_What you should do:_ Reproduce every one of the entries below word for word, with nothing changed.

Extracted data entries
+ + + + +

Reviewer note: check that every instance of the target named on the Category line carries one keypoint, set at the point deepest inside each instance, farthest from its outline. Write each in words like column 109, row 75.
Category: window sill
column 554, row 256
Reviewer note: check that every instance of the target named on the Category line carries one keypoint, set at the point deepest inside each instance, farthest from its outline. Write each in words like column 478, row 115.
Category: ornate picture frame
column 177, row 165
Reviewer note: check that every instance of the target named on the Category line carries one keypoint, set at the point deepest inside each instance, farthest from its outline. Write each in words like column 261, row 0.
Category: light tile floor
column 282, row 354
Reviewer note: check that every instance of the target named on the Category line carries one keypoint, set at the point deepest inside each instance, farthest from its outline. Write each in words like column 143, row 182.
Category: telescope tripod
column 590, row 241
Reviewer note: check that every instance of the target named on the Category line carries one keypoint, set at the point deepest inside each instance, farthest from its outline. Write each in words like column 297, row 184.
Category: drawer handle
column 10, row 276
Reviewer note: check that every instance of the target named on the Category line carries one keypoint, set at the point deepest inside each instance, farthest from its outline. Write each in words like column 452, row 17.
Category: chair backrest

+ + + + +

_Task solution:_
Reviewer note: check that every instance of the target named on the Category line carries one keypoint, set at the point deepest inside each instance, farthest from its outline. Write each in words like column 109, row 75.
Category: window sill
column 554, row 256
Reviewer note: check that every instance of the target named on the Category line carries one keypoint, set at the point deepest inside each instance, farthest from its outline. Write each in words like column 478, row 115.
Category: ornate picture frame
column 177, row 165
Reviewer note: check that every instance of the target named on the Category line carries one keypoint, set at the point deepest inside each instance, farthest from its outline. Write each in words like column 261, row 0.
Category: light tile floor
column 282, row 354
Reviewer note: check that every instance of the target named on the Category line carries one keypoint, set at the point deepest inside each instance, farthest from its outline. Write each in words like column 143, row 182.
Category: telescope tripod
column 590, row 241
Reviewer note: check that every instance of the target named on the Category line carries one keypoint, set at the point deepest inside each instance, farthest from its outline. Write each in words like column 297, row 184.
Category: drawer handle
column 10, row 276
Reviewer note: check that every instance of the target named on the Category line carries one keypoint, set at the point deepest inside each instance, farthest from its outline. Write each in words like column 452, row 17.
Category: chair backrest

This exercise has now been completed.